*WORK REQUIRED*
From the interpolative decomposition page, copy word for word the passage that opens with the words containing "where J is a" and closes with "less than 1.".

===== SOURCE TEXT =====

Interpolative Decomposition based on Strong RRQR
                    Version 1.0.3 (17.2 KB) by  
                  Xin Xing
                
                
                  A matlab implementation of the interpolative decomposition based on strong RRQR
                
                  
              The interpolative decomposition (ID) (see reference in the bottom) is a useful low-rank form in many structured matrix representations. This matlab code has been used a lot in my research for an efficient ID approximation. 
Given an m*n matrix A, the code gives an rank-k ID approximation of A in the form of
A \approx U * A(J, :)
where J is a row index subset of size k, and U is a m*k matrix with entries bounded by the pre-specified constant. A(J,:) and U are usually called the skeleton and projection matrix, respectively. 
The code contains the ID approximation with (1) a fixed rank, i.e., the dimension of R11; (2) an error threshold, i.e., each row error vector of the above approximation has norm less than the threshold. 
ALGORITHM DESCRIPTION:
Denote the partial strong RRQR of A' as
A' * P = [Q1, Q2] * [R11, R12; 0, R22]   
       \approx Q1 * [R11, R12]
where P is a permutation matrix, [Q1, Q2] is an orthgonal matrix, R11 is an upper-triangular matrix, and R22 is not necessarily an upper-triangular matrix. In addition, by strong RRQR, entries of the matrix inv(R11)*R12 all have absolute value bounded by a pre-specified constant that is not less than 1. 
The ID approximation of A can be obtained as
A' * P \approx   Q1 * [R11, R12]
                        = [Q1*R11, Q1*R12]                
                        = [A1', A1'*inv(R11)*R12]       (A1' denotes the corresponding first few columns of A'P)
                        = A1' * [eye, inv(R11)*R12]
                        = A1' * [eye, E']          (denote inv(R11)*R12 as E')
Then, by simple transformation
               P' * A \approx [eye; E] * A1
                  A \approx P * [eye; E] *A1
Denote U = P*[eye;E] and A1 = A(J, :), the ID is written as
                  A \approx U * A(J, :);
Reference: 
     Cheng, Hongwei, Zydrunas Gimbutas, Per-Gunnar Martinsson, and Vladimir Rokhlin. "On the compression of low rank matrices." SIAM Journal on Scientific Computing 26, no. 4 (2005): 1389-1404.

===== ENTRIES PROVIDED =====

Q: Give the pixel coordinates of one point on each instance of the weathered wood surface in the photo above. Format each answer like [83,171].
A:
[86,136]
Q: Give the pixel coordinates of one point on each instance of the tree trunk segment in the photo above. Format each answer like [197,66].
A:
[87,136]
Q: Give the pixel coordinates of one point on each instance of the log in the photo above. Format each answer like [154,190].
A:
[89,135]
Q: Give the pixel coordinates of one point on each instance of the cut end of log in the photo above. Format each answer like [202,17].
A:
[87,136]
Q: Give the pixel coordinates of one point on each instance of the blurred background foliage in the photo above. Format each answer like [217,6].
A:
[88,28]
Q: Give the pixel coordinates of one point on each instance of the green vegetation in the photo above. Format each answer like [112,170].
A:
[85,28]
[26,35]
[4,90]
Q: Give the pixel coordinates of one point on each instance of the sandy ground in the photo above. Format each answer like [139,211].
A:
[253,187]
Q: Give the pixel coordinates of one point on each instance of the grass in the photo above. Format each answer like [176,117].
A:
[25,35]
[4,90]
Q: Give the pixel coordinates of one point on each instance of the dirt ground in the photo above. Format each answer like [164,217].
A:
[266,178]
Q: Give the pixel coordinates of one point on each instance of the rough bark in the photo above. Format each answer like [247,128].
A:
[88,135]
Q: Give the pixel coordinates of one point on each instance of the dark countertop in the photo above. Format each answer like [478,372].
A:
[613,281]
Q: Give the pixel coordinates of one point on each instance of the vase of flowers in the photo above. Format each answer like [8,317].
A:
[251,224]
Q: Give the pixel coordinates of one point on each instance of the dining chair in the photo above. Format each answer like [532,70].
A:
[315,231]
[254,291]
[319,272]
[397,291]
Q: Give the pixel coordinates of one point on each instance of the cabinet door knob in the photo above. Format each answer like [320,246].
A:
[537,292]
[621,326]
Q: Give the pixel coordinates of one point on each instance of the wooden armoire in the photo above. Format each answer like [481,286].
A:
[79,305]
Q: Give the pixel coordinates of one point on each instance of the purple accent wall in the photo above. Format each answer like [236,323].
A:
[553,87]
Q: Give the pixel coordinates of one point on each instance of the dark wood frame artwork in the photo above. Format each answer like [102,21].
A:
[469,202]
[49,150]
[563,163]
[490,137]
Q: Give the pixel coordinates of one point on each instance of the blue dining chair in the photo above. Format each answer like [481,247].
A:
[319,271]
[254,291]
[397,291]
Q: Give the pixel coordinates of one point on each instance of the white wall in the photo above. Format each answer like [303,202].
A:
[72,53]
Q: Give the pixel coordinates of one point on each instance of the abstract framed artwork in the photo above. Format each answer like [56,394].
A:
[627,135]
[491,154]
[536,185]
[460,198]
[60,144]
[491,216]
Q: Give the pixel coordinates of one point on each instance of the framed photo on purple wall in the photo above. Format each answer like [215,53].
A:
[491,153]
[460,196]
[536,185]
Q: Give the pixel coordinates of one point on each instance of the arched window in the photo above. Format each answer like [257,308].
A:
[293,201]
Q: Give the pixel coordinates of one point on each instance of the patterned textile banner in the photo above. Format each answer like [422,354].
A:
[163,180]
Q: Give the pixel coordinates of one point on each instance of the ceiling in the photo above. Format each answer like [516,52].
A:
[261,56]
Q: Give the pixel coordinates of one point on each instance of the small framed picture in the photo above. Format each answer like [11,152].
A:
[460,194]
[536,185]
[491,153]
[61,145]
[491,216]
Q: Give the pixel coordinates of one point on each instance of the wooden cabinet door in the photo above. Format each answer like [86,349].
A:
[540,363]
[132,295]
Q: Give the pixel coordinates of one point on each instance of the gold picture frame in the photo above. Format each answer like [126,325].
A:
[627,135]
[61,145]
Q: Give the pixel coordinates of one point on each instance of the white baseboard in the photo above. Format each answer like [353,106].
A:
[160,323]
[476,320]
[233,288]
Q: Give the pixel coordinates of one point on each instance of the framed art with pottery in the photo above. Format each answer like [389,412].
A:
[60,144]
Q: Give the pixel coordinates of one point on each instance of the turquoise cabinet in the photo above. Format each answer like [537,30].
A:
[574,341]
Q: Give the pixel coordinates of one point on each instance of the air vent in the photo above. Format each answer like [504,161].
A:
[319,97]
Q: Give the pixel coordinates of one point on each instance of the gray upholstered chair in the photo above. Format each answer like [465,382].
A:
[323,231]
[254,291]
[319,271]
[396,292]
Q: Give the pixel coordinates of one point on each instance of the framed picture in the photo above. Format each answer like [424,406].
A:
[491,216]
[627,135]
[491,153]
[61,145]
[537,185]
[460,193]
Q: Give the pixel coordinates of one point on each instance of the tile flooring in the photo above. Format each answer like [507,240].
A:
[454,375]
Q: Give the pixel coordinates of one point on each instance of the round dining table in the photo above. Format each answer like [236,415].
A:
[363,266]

=====

*RESULT BELOW*
where J is a row index subset of size k, and U is a m*k matrix with entries bounded by the pre-specified constant. A(J,:) and U are usually called the skeleton and projection matrix, respectively. 
The code contains the ID approximation with (1) a fixed rank, i.e., the dimension of R11; (2) an error threshold, i.e., each row error vector of the above approximation has norm less than the threshold. 
ALGORITHM DESCRIPTION:
Denote the partial strong RRQR of A' as
A' * P = [Q1, Q2] * [R11, R12; 0, R22]   
       \approx Q1 * [R11, R12]
where P is a permutation matrix, [Q1, Q2] is an orthgonal matrix, R11 is an upper-triangular matrix, and R22 is not necessarily an upper-triangular matrix. In addition, by strong RRQR, entries of the matrix inv(R11)*R12 all have absolute value bounded by a pre-specified constant that is not less than 1.